Extrait
On peut effectivement le penser afin qu'il ne soit pas traité de manière isolée par les établissements hospitaliers. Le GHT peut être perçu comme un bon niveau d'impulsion et d'évaluation des actions, permettant de construire une unité transversale, par exemple. Car avec cette question du patient expert, nous sommes complètement au cœur de la dimension territoriale. Ce sont les acteurs du territoire qui doivent s'emparer de cette action et la financer en fonction de leurs besoins et de leurs outils. On peut se poser la question de développer cette stratégie dans l'espace hospitalier ou en ambulatoire. Peut-être qu'une action pourrait être menée au niveau des communautés professionnelles territoriales de santé (CPTS), conjointement avec les GHT ? Tout est à mettre en œuvre.

Travail demandé
[1] Dans l'extrait sur le patient expert, qui doit s'emparer de cette action et la financer ?
[2] Poursuivez l'extrait sur le patient expert à partir de sa dernière phrase.

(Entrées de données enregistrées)
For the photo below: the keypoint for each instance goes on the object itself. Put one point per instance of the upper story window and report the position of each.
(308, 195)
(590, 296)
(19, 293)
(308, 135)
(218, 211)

Réponses attendues
[1] Les acteurs du territoire, en fonction de leurs besoins et de leurs outils.

[2]
Ils doivent d'abord vouloir faire les choses « avec cœur », sinon, cela ne se fera pas. Les soignants doivent être persuadés que la prise en compte de l'avis du patient expert est bonne pour le patient, pour la structuration hospitalière et pour leur métier. Il existe des méthodes de partenariat pour animer des groupes de patients, pour construire un groupe de travail et enclencher des actions. Mais elles ne sont pas vraiment transmises. La dimension collective et ces méthodes devraient être davantage enseignées, notamment au sein de l'École des hautes études en santé publique (EHESP) qui forme les cadres, car elles permettent de dénouer les conflits potentiels. Il faut préparer les esprits aux atouts que cela peut apporter.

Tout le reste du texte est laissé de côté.